Source material:
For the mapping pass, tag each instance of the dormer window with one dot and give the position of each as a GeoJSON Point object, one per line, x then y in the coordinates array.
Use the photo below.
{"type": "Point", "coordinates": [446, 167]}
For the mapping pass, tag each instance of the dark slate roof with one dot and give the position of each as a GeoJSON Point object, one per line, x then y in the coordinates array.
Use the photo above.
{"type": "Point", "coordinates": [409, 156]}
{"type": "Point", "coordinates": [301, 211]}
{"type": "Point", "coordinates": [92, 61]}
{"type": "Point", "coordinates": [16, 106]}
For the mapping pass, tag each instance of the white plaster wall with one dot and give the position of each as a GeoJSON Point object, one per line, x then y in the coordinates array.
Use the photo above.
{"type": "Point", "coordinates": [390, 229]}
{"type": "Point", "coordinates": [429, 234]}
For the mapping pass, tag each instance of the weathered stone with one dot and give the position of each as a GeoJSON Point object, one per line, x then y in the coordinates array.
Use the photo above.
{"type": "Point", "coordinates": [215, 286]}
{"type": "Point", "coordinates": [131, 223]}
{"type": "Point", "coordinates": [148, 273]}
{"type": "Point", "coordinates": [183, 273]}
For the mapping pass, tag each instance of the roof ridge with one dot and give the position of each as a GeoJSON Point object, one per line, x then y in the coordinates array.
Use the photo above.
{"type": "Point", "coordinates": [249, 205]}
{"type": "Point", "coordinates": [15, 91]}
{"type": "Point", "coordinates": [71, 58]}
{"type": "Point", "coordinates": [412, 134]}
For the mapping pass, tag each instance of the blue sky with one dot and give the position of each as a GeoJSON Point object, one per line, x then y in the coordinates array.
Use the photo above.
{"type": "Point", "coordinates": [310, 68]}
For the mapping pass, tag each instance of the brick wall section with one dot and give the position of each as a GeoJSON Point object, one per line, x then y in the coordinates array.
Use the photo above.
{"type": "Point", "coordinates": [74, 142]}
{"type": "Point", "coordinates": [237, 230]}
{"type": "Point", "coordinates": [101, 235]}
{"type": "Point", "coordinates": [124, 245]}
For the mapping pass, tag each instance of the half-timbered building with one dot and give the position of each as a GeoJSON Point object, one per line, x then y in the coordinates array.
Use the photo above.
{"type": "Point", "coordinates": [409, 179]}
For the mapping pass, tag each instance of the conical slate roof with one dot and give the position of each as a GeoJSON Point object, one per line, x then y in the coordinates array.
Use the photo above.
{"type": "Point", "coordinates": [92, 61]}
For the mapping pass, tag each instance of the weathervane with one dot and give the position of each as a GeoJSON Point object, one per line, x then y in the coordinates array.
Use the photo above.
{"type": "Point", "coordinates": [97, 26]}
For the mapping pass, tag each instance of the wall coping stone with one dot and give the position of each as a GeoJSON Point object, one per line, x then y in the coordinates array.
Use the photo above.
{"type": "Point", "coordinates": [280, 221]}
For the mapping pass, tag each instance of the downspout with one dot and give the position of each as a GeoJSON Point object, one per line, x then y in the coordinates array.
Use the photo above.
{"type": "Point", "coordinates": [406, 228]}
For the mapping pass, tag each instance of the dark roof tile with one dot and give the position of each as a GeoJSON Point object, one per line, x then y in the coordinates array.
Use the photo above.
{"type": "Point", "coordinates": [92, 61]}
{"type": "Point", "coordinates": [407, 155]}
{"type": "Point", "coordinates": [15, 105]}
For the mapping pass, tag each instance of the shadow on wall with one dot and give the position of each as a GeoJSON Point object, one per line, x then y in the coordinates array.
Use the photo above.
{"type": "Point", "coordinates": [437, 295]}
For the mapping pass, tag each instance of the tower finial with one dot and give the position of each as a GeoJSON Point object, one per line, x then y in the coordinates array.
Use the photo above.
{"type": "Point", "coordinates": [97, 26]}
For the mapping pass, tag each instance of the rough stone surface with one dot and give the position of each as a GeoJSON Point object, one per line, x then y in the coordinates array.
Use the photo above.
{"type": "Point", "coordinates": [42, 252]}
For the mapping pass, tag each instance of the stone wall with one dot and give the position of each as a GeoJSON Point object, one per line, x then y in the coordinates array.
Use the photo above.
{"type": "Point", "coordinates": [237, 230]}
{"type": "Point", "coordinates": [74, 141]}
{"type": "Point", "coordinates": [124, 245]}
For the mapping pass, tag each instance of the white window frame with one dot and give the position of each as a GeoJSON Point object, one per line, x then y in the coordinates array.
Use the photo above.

Task description:
Above are the records; copy all of them exactly.

Response:
For the mapping pass, tag each instance of the dormer window with one dot and give the position of each as a GeoJSON Point object, one per line, x then y in the coordinates array.
Use the photo below.
{"type": "Point", "coordinates": [446, 167]}
For the mapping pass, tag each instance of the dark slate roof with one dot and give the position of each as a GeoJSON Point object, one per line, x then y in the coordinates array.
Use the photo above.
{"type": "Point", "coordinates": [409, 156]}
{"type": "Point", "coordinates": [301, 211]}
{"type": "Point", "coordinates": [92, 61]}
{"type": "Point", "coordinates": [16, 106]}
For the mapping pass, tag each instance of the white plaster wall with one dot and give the position of each as a GeoJSON Point object, one per line, x then y in the coordinates array.
Use the photo above.
{"type": "Point", "coordinates": [390, 229]}
{"type": "Point", "coordinates": [429, 234]}
For the mapping pass, tag each instance of the weathered stone with one dot and give the position of each as a GeoJSON Point object, one per line, x then y in the coordinates array.
Use the photo above.
{"type": "Point", "coordinates": [215, 286]}
{"type": "Point", "coordinates": [131, 223]}
{"type": "Point", "coordinates": [148, 273]}
{"type": "Point", "coordinates": [183, 273]}
For the mapping pass, tag each instance of the roof ridge with one dot and give the position of each as a GeoJSON Point object, one per line, x then y in the coordinates array.
Use the photo above.
{"type": "Point", "coordinates": [249, 205]}
{"type": "Point", "coordinates": [15, 91]}
{"type": "Point", "coordinates": [71, 58]}
{"type": "Point", "coordinates": [412, 134]}
For the mapping pass, tag each instance of the blue sky with one dot and give the position of each as a GeoJSON Point object, one per line, x then y in the coordinates array.
Use the photo above.
{"type": "Point", "coordinates": [310, 68]}
For the mapping pass, tag each instance of the brick wall section with one dot and give the position of each as a GeoJSON Point object, one per line, x then y in the coordinates array.
Use the photo above.
{"type": "Point", "coordinates": [74, 142]}
{"type": "Point", "coordinates": [237, 230]}
{"type": "Point", "coordinates": [101, 235]}
{"type": "Point", "coordinates": [124, 245]}
For the mapping pass, tag each instance of the half-timbered building with one dot and give the position of each as a GeoJSON Point object, one per line, x then y in the coordinates array.
Use the photo above.
{"type": "Point", "coordinates": [409, 179]}
For the mapping pass, tag each instance of the conical slate roof with one dot and give the position of each as a GeoJSON Point object, one per line, x then y in the coordinates array.
Use the photo above.
{"type": "Point", "coordinates": [92, 61]}
For the mapping pass, tag each instance of the weathervane with one dot and give the position of each as a GeoJSON Point object, one per line, x then y in the coordinates array.
Use the photo above.
{"type": "Point", "coordinates": [97, 26]}
For the mapping pass, tag each instance of the wall coping stone with one dot and give the position of each as a GeoJSON Point object, one per line, x then y in the coordinates array.
Use the photo above.
{"type": "Point", "coordinates": [280, 221]}
For the mapping pass, tag each instance of the downspout with one dot and give the position of each as a GeoJSON Point object, one per line, x then y in the coordinates array.
Use the photo above.
{"type": "Point", "coordinates": [406, 228]}
For the mapping pass, tag each instance of the dark roof tile with one dot and give the position of each as a GeoJSON Point object, one per line, x then y in the coordinates array.
Use the photo above.
{"type": "Point", "coordinates": [92, 61]}
{"type": "Point", "coordinates": [407, 155]}
{"type": "Point", "coordinates": [15, 105]}
For the mapping pass, tag each instance of the shadow on wall with one dot and give the position of each as a GeoJSON Point object, one per line, x then y in the coordinates array.
Use the photo above.
{"type": "Point", "coordinates": [437, 295]}
For the mapping pass, tag each instance of the tower finial with one dot and give the position of each as a GeoJSON Point object, one per line, x then y in the coordinates array.
Use the photo above.
{"type": "Point", "coordinates": [97, 26]}
For the mapping pass, tag each instance of the rough stone surface with one dot and give the position of each as a GeoJSON Point object, one per line, x then y in the coordinates array.
Use the photo above.
{"type": "Point", "coordinates": [42, 252]}
For the mapping pass, tag each instance of the stone wall with one dot and give the position of each as a GeoJSON Point object, one per line, x then y in the coordinates array.
Use the photo above.
{"type": "Point", "coordinates": [237, 230]}
{"type": "Point", "coordinates": [74, 141]}
{"type": "Point", "coordinates": [124, 245]}
For the mapping pass, tag each instance of the white window frame with one dot and give the position of each as a GeoJSON Point object, one per line, x then y in the coordinates array.
Use the photo above.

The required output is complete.